-- Start --

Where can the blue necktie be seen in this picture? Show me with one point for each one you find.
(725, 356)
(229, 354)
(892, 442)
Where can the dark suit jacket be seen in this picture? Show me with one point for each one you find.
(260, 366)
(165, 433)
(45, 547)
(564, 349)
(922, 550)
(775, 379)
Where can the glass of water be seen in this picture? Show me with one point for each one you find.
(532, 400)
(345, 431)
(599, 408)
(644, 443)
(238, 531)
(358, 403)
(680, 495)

-- End --
-- Start --

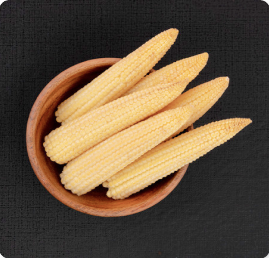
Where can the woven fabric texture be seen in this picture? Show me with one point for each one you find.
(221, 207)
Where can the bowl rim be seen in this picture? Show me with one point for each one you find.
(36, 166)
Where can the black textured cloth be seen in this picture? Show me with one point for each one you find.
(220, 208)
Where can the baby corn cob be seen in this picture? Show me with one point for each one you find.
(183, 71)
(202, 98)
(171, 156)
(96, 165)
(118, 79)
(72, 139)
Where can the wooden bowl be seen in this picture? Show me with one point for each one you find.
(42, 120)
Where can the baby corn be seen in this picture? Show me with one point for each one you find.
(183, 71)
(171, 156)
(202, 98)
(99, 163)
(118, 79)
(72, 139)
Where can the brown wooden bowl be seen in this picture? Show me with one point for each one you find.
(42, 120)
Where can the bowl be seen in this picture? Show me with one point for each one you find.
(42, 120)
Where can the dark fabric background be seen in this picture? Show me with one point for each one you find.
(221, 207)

-- End --

**What you should do**
Which lines of the records above contain the word "wooden"? Copy each such line, treating uppercase and lowercase as different.

**Output of the task**
Where can the wooden bowl be seen in this picture? Show me with one point for each one you find.
Where can the brown wooden bowl be seen in this picture? Show me with one point for each one you find.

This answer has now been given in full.